Materials provided>
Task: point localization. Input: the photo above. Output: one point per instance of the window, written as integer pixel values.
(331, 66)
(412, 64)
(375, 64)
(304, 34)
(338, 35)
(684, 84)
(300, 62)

To be done> Please extract every line from the entries above and reproduce each one word for word.

Output of the task>
Task: point localization. Input: the photo above. Output: one point per instance of the window, written as integer pixel values.
(331, 66)
(412, 64)
(375, 64)
(304, 34)
(338, 35)
(684, 84)
(300, 62)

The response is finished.